Michael Magoronga, Midlands Correspondent
KWEKWE-based dairy company, Dendairy, has temporarily shelved its expansion programme due to the negative impact of the Covid-19 outbreak.
The pandemic has seen the global economy going on a standstill with crippling effects on domestic businesses and ordinary people’s livelihoods.
At home the Government declared a 21-day lockdown before adding 14 more days to try and curb the spread of the disease.
The lockdown has also seen borders being closed in a bid to avoid imported cases.
In an interview Dendairy director, Mr Daryl Archibald, said the dairy firm has not been spared the effects of the Covid 19.
“There is no way we can continue with the expansion programme because most of the material that we use is imported.
“The expansion programme has been stalled by the impossibility of importing raw materials,” he said.

Items from a data source:

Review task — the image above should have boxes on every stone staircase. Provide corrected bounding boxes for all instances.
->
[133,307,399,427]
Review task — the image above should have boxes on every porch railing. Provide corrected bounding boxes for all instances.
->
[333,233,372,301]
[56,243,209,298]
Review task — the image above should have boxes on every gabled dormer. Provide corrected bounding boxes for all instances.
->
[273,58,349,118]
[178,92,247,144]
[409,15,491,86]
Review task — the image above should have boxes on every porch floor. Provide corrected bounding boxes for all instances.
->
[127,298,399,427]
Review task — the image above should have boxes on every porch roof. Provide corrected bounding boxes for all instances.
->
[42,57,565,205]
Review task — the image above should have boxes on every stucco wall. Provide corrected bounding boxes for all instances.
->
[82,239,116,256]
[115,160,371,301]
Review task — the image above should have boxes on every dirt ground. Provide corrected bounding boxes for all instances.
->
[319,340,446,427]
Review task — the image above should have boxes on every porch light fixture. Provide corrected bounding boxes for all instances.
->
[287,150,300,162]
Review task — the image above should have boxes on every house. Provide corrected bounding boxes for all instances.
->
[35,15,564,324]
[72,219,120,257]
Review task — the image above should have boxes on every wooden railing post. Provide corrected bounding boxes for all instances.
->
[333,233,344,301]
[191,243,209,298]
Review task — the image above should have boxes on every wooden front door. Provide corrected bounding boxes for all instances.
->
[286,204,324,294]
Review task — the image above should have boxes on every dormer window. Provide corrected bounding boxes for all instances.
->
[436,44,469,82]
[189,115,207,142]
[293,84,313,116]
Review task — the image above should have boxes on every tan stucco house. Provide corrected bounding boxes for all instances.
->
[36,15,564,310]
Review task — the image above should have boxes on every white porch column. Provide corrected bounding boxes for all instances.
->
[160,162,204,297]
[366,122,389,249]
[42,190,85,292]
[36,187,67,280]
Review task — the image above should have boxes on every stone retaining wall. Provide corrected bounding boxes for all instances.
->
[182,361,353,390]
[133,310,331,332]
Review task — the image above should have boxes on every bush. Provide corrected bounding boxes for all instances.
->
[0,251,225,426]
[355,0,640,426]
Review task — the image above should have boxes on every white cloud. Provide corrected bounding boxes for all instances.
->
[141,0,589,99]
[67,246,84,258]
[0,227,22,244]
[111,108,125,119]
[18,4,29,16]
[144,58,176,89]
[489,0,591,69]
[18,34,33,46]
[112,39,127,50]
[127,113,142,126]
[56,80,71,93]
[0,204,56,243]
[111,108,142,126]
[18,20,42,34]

...

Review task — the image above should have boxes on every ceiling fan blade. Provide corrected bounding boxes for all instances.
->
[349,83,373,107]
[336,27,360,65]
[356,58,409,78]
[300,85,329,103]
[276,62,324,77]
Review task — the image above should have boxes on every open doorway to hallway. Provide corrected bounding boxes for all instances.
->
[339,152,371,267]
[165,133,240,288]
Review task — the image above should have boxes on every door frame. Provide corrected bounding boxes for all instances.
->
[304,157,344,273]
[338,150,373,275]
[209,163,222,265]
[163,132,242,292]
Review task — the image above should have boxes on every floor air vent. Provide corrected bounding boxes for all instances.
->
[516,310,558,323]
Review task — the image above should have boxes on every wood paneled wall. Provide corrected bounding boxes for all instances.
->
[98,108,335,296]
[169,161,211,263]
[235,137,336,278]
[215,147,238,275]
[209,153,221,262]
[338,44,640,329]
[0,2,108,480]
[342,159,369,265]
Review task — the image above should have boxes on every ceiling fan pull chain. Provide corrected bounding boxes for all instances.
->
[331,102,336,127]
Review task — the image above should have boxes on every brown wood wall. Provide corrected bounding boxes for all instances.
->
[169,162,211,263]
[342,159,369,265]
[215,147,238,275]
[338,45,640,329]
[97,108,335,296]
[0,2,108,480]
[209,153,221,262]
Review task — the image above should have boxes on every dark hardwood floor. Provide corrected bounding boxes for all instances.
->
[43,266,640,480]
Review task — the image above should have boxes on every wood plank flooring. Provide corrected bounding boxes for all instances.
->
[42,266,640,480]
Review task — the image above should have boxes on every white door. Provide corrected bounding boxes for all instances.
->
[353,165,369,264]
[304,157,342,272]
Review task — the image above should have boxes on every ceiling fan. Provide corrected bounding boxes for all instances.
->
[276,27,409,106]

• _STUDY QUESTIONS_
1/ Render this sentence from the Dendairy article into French: "The lockdown has also seen borders being closed in a bid to avoid imported cases."
2/ Carry the Dendairy article forward from its final sentence.
None of the data is required for what follows.

• _ACTIVITY ANSWERS_
1/ Le confinement a également entraîné la fermeture des frontières afin d'éviter les cas importés.

2/
The company had planned to install three new packaging lines as it seeks to double production from 4,6 million litres per month to eight million litres.
As a result of the prevailing Covid-19 strain, Mr Archibald said the company was currently operating at 50 percent as there was no adequate market to absorb products.
“We are currently piling stock. Shops are not opening for long, which means there is less demand for products.
“We have since reduced production to 50 percent,” he said.
The company, which employs more than 100 workers, supplies the whole of Zimbabwe with dairy products and has since expanded its wings to the regional market with supplies to Zambia, Malawi and South Africa.